→ **Written instruction 1**
Count how many lines of the entries below contain the word "dark", and give only that number.

**** Text block

I think Google does all this intentionally to piss off people trying to use the "free-er" version of Chrome... let's face it, "their" aim is to create a one-fits-all spyware named Google Chrome.

Google does not want you to touch their mess.
Google does not want you to even think about going a extra mile to not have telemetry in software you use every day.

Having said all this, it really is a miracle to me that the Gentoo Chromium team had put up with this for so insanely long and I have the most respect for you guys!

W dniu 7.06.2023 o 19:45, Mike Gilbert pisze:
On Wed, Jun 7, 2023 at 9:09 AM Jeff Gazso <jeff.ga...@gmail.com> wrote:

I'm in the process of getting Gentoo dev status. I'm willing to consider
maintaining www-client/chromium. I have a high core count rack server that
should be able to handle the build process quite well. Can you give me a list
of common pain points? If that is a long conversation feel free to email me

I'll start by giving a brief overview of the Chromium release process upstream:

- 3 release channels: stable, beta, dev/unstable
- Major development occurs on the master branch.

********
**** Entries supplied

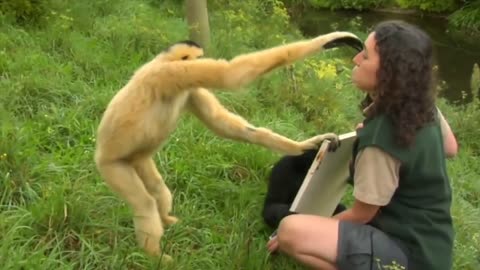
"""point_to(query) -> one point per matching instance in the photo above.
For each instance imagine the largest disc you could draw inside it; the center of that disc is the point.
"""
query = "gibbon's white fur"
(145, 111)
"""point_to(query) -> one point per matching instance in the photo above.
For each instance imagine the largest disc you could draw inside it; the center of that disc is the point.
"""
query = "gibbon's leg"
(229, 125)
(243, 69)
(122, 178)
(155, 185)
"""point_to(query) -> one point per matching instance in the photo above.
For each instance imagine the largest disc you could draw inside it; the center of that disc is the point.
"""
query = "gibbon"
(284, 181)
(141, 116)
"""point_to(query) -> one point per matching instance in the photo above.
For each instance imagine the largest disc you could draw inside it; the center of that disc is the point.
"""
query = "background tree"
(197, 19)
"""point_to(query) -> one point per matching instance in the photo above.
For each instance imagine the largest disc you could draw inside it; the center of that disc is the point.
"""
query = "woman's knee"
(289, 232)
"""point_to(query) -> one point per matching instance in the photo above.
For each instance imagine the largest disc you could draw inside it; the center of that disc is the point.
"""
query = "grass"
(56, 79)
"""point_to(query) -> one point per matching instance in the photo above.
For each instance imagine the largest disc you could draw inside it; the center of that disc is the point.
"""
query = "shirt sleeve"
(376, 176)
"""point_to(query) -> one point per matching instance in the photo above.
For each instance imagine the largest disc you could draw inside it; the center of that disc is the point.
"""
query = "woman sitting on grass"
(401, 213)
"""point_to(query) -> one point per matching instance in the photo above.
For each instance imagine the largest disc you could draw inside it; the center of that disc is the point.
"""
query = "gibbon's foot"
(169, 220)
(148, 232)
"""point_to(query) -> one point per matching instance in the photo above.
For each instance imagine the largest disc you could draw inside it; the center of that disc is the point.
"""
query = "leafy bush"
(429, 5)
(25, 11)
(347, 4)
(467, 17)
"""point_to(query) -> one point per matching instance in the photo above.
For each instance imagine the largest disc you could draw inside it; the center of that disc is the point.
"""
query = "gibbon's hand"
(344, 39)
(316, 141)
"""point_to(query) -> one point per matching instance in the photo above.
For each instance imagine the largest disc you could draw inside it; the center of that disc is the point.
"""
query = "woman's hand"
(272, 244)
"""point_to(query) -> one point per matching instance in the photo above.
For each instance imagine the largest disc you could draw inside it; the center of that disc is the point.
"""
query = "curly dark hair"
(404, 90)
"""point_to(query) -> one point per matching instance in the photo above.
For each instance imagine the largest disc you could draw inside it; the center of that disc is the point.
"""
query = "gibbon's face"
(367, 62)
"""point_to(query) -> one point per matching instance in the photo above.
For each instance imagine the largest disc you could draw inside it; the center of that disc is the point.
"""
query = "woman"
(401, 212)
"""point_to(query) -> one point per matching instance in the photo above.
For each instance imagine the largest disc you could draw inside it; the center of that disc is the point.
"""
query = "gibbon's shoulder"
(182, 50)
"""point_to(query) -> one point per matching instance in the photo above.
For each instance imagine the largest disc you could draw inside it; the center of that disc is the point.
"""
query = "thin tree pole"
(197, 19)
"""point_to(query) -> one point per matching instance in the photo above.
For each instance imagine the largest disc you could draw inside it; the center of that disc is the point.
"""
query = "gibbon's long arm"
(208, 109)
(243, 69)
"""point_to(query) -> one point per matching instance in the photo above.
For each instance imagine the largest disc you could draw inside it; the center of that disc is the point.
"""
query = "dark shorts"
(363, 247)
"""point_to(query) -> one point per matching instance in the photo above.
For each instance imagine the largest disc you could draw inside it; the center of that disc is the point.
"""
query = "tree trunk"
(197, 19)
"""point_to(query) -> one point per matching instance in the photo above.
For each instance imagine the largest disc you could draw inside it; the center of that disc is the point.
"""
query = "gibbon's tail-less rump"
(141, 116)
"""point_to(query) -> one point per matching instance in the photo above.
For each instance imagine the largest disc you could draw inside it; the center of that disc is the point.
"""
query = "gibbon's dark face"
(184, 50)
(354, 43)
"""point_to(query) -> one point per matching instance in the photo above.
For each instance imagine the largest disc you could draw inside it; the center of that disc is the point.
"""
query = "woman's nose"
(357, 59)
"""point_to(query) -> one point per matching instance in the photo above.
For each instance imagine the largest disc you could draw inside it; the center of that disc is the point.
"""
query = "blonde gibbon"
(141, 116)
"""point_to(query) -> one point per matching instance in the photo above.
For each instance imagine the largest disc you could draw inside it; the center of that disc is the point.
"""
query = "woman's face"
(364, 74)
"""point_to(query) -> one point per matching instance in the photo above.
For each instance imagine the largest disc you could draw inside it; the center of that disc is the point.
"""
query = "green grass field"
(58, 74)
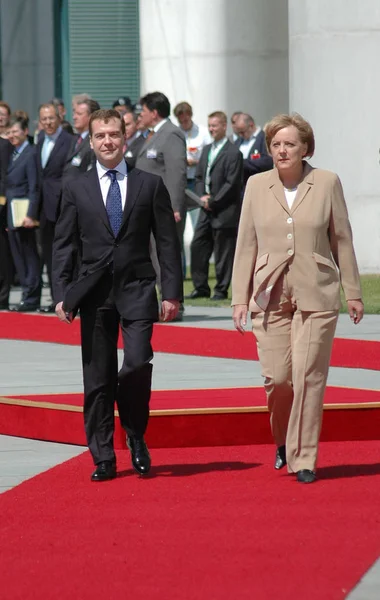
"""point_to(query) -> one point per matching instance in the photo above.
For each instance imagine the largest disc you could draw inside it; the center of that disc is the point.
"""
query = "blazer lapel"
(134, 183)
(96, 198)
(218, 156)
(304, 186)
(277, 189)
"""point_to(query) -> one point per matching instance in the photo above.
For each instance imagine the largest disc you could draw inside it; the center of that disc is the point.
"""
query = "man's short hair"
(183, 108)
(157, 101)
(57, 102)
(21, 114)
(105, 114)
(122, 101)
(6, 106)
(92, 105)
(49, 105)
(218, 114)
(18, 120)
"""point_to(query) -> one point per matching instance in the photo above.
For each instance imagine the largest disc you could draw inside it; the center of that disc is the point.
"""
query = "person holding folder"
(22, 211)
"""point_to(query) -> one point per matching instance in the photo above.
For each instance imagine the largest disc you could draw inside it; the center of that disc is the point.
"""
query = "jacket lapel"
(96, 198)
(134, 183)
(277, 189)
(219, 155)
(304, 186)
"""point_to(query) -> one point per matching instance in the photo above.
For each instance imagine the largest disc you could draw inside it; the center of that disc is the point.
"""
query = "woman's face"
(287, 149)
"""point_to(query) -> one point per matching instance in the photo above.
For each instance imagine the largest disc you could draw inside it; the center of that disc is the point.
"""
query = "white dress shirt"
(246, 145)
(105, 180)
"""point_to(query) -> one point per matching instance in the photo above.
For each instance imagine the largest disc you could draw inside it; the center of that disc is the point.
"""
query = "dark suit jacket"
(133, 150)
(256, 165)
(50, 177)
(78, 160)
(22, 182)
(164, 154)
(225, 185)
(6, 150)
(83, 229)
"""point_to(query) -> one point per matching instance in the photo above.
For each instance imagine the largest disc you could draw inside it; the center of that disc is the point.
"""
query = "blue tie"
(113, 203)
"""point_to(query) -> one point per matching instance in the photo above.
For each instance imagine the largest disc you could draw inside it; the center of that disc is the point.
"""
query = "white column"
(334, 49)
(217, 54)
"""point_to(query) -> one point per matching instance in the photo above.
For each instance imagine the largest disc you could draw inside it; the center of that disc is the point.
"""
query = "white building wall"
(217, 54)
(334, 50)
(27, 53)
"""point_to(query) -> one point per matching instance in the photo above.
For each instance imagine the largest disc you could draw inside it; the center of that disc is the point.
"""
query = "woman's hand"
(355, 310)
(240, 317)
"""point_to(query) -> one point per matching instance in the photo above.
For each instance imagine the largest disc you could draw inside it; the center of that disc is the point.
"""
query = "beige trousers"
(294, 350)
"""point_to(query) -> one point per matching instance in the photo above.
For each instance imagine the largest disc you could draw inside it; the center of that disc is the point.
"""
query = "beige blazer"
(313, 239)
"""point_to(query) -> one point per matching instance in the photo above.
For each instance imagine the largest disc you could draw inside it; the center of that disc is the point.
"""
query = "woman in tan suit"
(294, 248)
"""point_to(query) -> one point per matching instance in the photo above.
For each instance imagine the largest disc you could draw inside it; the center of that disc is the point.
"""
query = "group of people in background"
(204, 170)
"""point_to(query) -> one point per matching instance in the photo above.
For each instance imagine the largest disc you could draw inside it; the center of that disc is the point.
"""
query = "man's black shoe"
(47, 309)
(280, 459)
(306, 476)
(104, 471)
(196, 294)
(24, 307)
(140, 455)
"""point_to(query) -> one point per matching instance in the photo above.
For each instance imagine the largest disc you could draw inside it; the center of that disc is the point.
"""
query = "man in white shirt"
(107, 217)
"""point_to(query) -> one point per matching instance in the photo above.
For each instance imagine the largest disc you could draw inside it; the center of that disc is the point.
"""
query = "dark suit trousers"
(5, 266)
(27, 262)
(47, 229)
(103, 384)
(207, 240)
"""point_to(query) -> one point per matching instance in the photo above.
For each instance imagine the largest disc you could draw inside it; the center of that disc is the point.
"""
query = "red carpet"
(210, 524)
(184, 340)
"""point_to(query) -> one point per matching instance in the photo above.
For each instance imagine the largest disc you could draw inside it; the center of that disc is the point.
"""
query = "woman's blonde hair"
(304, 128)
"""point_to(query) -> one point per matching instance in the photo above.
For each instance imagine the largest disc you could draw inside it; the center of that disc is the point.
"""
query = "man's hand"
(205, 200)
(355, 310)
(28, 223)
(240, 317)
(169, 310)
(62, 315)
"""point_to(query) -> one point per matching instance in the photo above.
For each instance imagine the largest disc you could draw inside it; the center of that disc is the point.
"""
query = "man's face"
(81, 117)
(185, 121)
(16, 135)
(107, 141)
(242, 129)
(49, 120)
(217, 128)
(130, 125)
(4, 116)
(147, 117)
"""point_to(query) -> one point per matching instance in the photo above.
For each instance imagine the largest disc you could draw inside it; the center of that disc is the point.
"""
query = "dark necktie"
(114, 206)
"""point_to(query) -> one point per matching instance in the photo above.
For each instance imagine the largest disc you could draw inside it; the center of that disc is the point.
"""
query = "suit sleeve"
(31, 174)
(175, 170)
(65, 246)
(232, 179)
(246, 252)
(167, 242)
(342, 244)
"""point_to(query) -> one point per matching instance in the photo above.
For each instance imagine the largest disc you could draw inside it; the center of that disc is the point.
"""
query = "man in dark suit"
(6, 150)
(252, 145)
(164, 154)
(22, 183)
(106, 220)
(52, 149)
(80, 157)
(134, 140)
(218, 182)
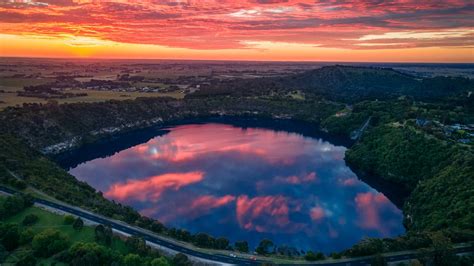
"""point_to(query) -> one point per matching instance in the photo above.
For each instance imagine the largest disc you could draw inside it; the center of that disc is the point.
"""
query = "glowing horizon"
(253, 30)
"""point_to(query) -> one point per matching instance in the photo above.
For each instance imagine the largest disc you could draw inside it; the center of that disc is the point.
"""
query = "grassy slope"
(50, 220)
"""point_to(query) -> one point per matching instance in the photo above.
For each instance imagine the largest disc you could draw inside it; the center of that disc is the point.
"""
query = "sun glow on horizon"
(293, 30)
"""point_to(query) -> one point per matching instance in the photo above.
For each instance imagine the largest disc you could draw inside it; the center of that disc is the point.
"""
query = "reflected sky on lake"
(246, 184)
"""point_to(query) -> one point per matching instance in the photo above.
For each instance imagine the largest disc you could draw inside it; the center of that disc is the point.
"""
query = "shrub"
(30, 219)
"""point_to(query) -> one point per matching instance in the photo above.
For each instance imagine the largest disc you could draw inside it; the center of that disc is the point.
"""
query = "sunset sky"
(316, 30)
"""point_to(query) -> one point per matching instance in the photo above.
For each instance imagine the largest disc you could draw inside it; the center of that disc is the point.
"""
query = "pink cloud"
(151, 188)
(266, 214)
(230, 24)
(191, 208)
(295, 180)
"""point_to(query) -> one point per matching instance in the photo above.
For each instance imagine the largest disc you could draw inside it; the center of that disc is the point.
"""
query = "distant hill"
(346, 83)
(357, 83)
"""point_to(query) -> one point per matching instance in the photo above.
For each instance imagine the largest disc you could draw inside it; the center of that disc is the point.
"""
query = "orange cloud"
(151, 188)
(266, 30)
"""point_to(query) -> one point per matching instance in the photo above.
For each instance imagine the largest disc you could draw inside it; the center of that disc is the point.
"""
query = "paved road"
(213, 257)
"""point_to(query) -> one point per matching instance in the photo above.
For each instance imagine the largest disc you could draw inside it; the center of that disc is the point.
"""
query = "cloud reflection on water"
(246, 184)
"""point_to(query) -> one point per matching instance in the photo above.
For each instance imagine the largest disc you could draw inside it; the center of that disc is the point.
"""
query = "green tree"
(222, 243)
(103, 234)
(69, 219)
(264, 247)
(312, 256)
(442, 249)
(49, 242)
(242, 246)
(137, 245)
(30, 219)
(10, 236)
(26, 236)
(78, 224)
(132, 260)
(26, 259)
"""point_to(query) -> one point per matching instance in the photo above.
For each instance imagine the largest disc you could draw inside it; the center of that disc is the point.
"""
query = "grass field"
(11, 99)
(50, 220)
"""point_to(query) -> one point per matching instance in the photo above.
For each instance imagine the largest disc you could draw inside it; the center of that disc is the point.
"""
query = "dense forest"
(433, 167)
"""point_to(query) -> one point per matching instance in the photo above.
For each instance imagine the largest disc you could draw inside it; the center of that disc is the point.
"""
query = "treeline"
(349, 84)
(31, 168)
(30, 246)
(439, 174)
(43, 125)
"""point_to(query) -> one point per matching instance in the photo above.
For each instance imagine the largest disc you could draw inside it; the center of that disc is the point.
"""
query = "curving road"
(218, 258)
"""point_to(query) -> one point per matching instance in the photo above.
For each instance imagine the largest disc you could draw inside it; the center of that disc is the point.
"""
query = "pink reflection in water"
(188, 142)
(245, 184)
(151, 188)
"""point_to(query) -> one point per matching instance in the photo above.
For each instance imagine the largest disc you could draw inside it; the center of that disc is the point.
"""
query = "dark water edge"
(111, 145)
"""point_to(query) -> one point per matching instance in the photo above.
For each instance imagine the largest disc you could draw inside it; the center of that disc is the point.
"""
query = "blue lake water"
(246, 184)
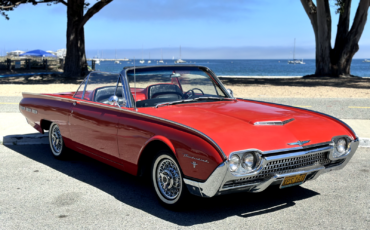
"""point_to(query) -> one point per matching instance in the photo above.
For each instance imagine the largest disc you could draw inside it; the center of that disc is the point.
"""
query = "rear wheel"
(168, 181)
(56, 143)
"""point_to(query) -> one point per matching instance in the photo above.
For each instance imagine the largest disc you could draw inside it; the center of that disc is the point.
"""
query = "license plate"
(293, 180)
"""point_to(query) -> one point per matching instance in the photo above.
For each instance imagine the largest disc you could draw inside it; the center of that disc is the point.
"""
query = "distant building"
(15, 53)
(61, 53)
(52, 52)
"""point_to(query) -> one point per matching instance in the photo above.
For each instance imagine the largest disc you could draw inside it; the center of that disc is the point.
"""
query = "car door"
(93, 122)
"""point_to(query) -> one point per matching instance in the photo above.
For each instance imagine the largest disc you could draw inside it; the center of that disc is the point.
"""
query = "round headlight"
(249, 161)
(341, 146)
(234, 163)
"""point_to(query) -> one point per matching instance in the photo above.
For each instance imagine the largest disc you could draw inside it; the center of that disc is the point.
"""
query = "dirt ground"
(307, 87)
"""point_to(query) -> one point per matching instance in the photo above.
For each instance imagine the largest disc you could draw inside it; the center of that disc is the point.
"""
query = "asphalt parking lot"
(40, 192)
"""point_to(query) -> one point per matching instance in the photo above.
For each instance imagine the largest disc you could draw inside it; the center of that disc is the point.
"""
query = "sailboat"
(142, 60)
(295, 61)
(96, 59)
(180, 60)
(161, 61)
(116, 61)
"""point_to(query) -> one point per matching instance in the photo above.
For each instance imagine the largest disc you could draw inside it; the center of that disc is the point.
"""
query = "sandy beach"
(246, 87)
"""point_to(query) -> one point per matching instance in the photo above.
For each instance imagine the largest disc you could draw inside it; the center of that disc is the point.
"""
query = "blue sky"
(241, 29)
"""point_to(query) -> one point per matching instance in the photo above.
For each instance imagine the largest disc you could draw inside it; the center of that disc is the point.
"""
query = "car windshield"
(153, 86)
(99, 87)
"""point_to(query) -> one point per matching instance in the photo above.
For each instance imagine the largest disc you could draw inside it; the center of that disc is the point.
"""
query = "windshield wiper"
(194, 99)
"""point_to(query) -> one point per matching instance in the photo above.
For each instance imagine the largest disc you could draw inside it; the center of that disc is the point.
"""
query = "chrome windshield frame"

********

→ **Written instruction 2**
Pick up the message about maintaining Chromium for Gentoo, shown above the entries, and continue it from its last line.

→ **Exercise response 1**
8

→ **Exercise response 2**
- Once a month, a new major version is forked from master, and this
becomes the "dev channel" release series.
- Over the next several weeks in the dev channel the major version is
tested and fixed, with releases roughly once per week.
- Eventually, the branch is promoted to the "beta channel".
- A similar process occurs in the beta channel, with weekly releases
until the major version is finally promoted to the "stable channel".
- The stable channel sees around 1 to 2 releases per month, usually
with security fixes included.

Downstream, we have historically tried to keep up with all 3 channels.
Keeping the dev channel working is the biggest challenge. The other
channels usually just involve build testing and the occasional
backport of fixes.

Common problems:

- Across the 3 channels, you are looking at roughly 12 releases per
month. That's a lot of churn.
- The dev channel never compiles the first time you try it. There are
always problems to fix.
- Upstream only really supports using their bundled toolchain (an LLVM
git snapshot on Ubuntu). On Gentoo, we try to make it work with the
stable release of GCC and LLVM/clang.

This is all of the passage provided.